Muriel Barbery
Depuis L’Élégance du hérisson, ses millions de lecteurs n’ignorent rien de sa fascination pour le Japon et sa culture millénaire. Muriel Barbery, que la renommée a confortée dans son désir de discrétion, n’avait pourtant jamais consacré de livre au pays qui a changé sa vie. Jusqu’à ce roman, Une rose seule, qui signe aussi son départ de Gallimard. Pour Actes Sud. Rencontre entre ombre et lumière.
Cela devait être un petit livre illustré sur les chats*, c’est devenu un changement d’adresse. Me voici au Japon, ou presque, dans l’immeuble du 15e arrondissement où les éditions Actes Sud ont emménagé récemment. Muriel Barbery, la plus japonaise des romancières françaises, m’attend dans une salle de réunion plutôt désertée par ces temps agités. On m’avait mis en garde : c’est une personne réservée, avec laquelle il faut marcher sur des oeufs à défaut de marcher sur un hérisson, exercice qui peut provoquer d’épineux problèmes de communication si l’on insiste sur sa success story inattendue. Le hérisson qui a causé sa gloire et sa fortune la hérisserait. Et cela se comprend : depuis, d’autres livres, plus puissants, ont vu le jour sous sa plume.
LE JACKPOT DU « HÉRISSON »
Et pourtant, non, cette « nippophile », comme cette femme à la fois attentive et détendue se définit en ma présence, ne refuse d’aborder aucun sujet, même si notre rencontre est essentiellement liée à son nouveau roman, Une rose seule. Le premier à être publié sous les couleurs d’Actes Sud après quatre parutions chez Gallimard, dont le fameuse L’Élégance du hérisson, vendu à 1,3 million d’exemplaires, record absolu dans cette collection, loin devant les immarcescibles L’Étranger, Belle du Seigneur et autres oeuvres. Ne parlons même pas des chiffres faramineux en format poche et de ceux enregistrés à l’étranger… Muriel Barbery va décevoir ceux qui imaginaient, derrière ce transfert, des sommes colossales et pourquoi pas des claquements de porte.

§

Consigne écrite: Rédigez la suite de l'article sur Muriel Barbery, en reprenant juste après sa dernière phrase.

§

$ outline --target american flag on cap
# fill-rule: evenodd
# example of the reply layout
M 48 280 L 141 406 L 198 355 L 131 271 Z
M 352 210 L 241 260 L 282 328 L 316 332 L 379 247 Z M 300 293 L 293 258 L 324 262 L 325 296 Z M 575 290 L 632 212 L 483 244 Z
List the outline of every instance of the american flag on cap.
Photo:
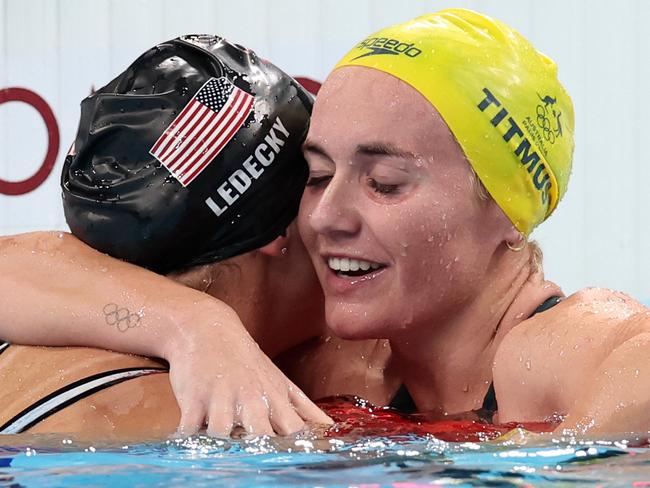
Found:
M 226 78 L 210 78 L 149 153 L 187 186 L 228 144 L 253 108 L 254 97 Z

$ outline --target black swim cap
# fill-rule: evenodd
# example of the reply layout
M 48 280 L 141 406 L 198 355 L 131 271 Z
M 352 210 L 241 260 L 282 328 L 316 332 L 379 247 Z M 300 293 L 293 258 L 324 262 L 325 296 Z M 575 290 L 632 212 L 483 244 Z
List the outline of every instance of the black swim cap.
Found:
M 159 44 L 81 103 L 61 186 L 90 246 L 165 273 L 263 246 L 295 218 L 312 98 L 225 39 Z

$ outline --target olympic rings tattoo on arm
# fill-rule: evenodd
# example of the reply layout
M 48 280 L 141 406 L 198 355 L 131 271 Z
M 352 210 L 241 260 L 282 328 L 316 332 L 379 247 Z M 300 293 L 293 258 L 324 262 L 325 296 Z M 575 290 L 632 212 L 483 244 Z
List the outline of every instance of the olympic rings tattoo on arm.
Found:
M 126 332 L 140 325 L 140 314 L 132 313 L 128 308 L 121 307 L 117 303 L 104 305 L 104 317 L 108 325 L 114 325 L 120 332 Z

§

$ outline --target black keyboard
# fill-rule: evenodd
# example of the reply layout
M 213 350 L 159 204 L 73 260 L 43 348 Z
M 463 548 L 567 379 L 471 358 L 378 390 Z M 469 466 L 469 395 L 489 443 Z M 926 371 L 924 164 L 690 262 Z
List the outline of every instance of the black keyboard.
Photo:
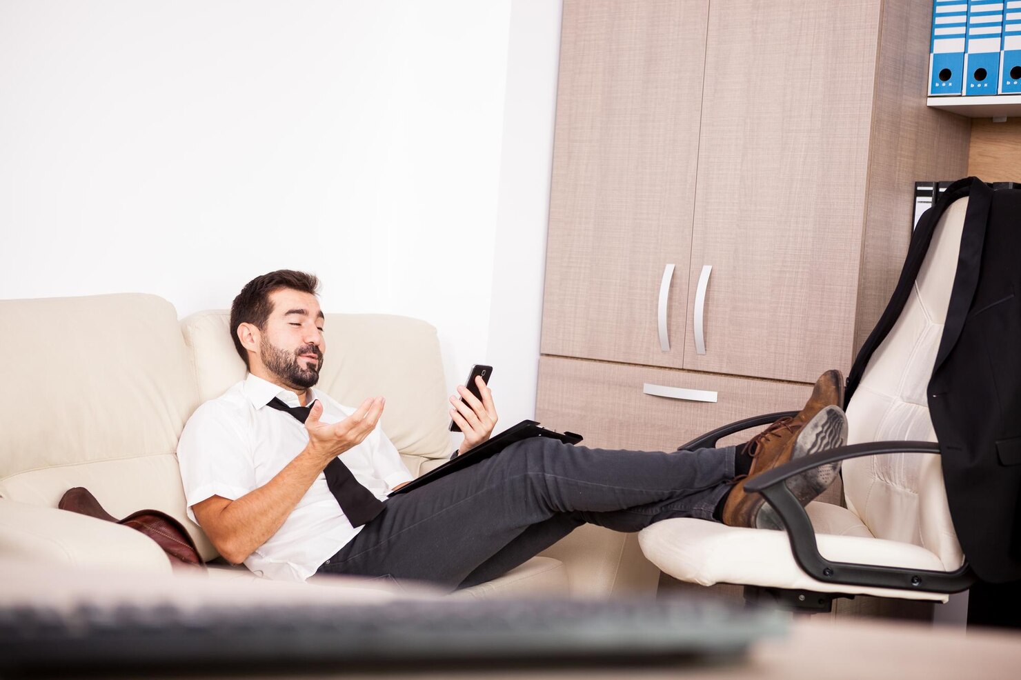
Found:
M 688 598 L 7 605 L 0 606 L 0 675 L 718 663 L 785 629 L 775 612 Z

§

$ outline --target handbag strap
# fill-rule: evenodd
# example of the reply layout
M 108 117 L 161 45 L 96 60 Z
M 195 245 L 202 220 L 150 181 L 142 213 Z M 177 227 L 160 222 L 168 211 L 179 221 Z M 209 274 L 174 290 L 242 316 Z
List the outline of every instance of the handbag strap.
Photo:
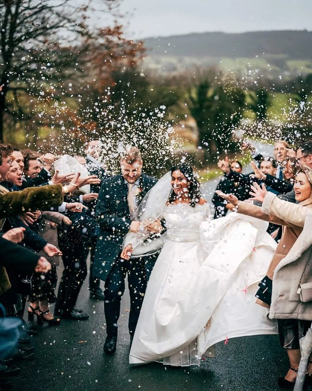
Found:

§

Réponse proposée:
Non, la raison est beaucoup plus simple : la romancière aime changer d’air. Hier au Japon puis aux Pays-Bas, deux pays dans lesquels elle a vécu et les seuls où, curieusement, L’Élégance du hérisson n’a pas du tout marché, ce qui l’amuse. Aujourd’hui, la Touraine balzacienne, où elle a posé ses valises aux côtés de son second mari, le guitariste de jazz Sébastien Lanson, et tout récemment, professionnellement parlant, de la rue Sébastien-Bottin à l’avenue de Saxe. Cette femme posée aux mots précis, qui peut rapidement glisser vers le rire complice, cette discrète volontiers volubile lorsqu’elle se sent en confiance, s’explique : « Je suis toujours aussi proche de Jean-Marie Laclavetine, mon éditeur historique chez Gallimard, qui est devenu un grand ami et que j’ai bien sûr tenu au courant de mon souhait de bouger. J’avais besoin d’un regard neuf. Il comprend très bien. »
À la question de savoir si lui pesait l’attente de certains, chez Gallimard, d’un nouveau jackpot, Muriel Barbery ne nie pas : « Oui, j’imagine qu’à la tête du groupe, ils rêvaient d’un Hérisson bis, mais je n’ai jamais eu l’intention de leur donner un livre semblable. Si je déteste quelque chose, c’est bien de reproduire les mêmes schémas. Je suis très heureuse d’avoir écrit
L’Élégance du hérisson, mais quand je le relis, je trouve qu’il manque de maturité. Je corrigerais bien des choses, mais le désir n’est plus là. Pour se plonger dans une réécriture, il faut le feu sacré. »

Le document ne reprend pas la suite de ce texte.